§ YOUR TASK: Leave out any pictures and transcribe all other data below exactly.

*** MATERIALS PROVIDED ***

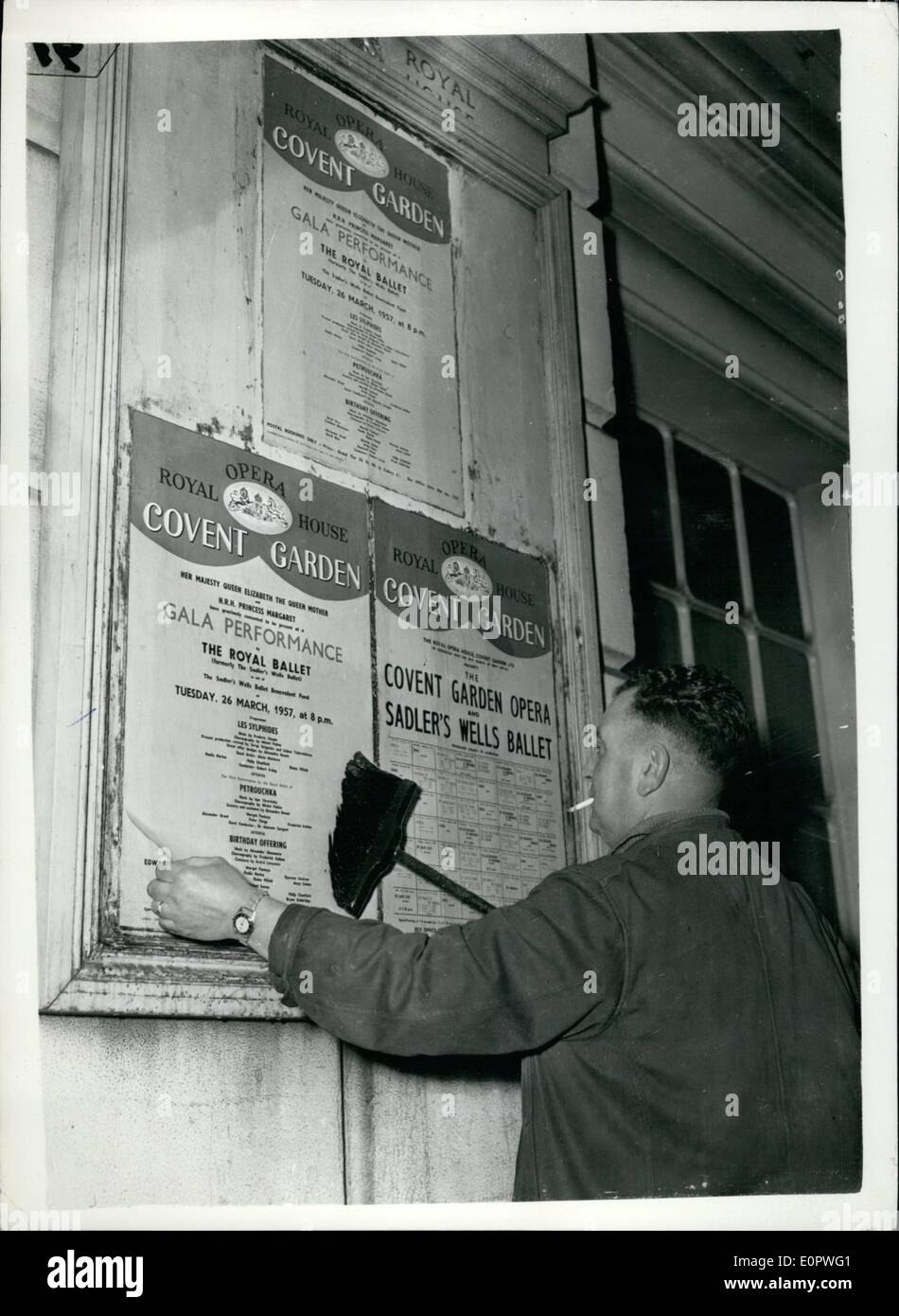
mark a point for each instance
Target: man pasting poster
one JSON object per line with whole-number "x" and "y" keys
{"x": 359, "y": 311}
{"x": 248, "y": 679}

*** End of MATERIALS PROVIDED ***

§ ANSWER SECTION:
mark a point for each instance
Target: man pasting poster
one JSON object per line with whole-number "x" and "y" keys
{"x": 359, "y": 311}
{"x": 248, "y": 679}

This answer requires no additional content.